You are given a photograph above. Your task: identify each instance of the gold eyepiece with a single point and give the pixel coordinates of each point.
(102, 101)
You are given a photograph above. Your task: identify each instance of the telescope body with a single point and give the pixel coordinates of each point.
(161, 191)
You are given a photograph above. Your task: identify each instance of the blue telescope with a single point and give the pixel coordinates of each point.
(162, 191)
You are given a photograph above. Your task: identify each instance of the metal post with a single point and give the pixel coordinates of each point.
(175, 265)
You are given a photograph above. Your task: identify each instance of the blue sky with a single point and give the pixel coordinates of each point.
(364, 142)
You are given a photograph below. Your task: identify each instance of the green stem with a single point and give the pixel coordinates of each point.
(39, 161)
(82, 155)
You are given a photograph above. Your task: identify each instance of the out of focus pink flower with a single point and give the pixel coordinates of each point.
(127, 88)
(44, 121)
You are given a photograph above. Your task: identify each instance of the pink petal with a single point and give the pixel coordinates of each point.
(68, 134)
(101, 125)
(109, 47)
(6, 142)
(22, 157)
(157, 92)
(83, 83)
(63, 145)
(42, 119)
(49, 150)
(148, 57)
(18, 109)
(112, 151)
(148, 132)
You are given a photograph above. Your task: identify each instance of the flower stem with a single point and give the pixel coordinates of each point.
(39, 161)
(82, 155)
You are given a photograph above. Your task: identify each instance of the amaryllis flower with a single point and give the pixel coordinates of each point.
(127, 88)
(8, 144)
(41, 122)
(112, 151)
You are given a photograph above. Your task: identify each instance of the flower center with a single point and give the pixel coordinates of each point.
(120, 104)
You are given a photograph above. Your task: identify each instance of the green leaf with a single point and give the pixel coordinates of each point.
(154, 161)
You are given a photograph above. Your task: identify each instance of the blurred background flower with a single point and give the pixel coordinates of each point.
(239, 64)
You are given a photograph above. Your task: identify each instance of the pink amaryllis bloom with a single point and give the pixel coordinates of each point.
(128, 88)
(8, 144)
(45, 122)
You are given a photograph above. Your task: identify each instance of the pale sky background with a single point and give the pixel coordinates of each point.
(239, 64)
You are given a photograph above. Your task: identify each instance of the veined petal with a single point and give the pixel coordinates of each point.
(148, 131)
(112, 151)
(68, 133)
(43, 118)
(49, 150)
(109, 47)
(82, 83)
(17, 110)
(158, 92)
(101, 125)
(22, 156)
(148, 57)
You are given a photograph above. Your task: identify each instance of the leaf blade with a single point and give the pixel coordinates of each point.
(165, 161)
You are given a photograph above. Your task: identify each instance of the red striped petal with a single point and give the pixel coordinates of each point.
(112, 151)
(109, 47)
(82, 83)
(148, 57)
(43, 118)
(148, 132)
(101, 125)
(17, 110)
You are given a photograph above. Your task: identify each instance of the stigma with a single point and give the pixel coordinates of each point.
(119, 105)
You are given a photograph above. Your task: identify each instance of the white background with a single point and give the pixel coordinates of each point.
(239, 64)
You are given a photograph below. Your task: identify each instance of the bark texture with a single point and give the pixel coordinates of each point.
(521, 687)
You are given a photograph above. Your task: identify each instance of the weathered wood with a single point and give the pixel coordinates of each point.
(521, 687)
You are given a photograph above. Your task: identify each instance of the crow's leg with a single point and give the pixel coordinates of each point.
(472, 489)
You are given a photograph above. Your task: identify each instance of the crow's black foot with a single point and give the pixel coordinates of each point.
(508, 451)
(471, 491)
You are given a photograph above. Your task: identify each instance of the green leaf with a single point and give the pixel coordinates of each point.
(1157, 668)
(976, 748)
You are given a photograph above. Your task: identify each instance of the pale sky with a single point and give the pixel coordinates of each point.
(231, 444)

————————

_Exercise_.
Reproduce only the stretch of items from the line containing "of the bark" through the end of the items, switching "weathered wood" to "worn wood" and leaving everything else unchanged.

_Solved exercise_.
You are given a photograph below. Your task: identify each instance of the bark texture with a single point and give the pixel coordinates of each point.
(521, 687)
You are given a photograph above. Your task: identify each instance of the worn wood with a single point and give the pixel coordinates of each point.
(521, 687)
You are given a photograph above. Your task: identify each instance of the crow's leg with a single point and give the pixel coordinates of each point.
(472, 489)
You are given a photograph above. Your task: identify each instance of the crow's black foot with a single point and give the pixel coordinates of each point.
(508, 451)
(471, 491)
You are given a photograph above. Your task: identify each instance of the green leaf with a single point and give the pixel coordinates of each point.
(1157, 668)
(976, 748)
You are given a photograph above. Your task: identify each instance of the pale sky with a single point and give the pixel coordinates of each point.
(231, 444)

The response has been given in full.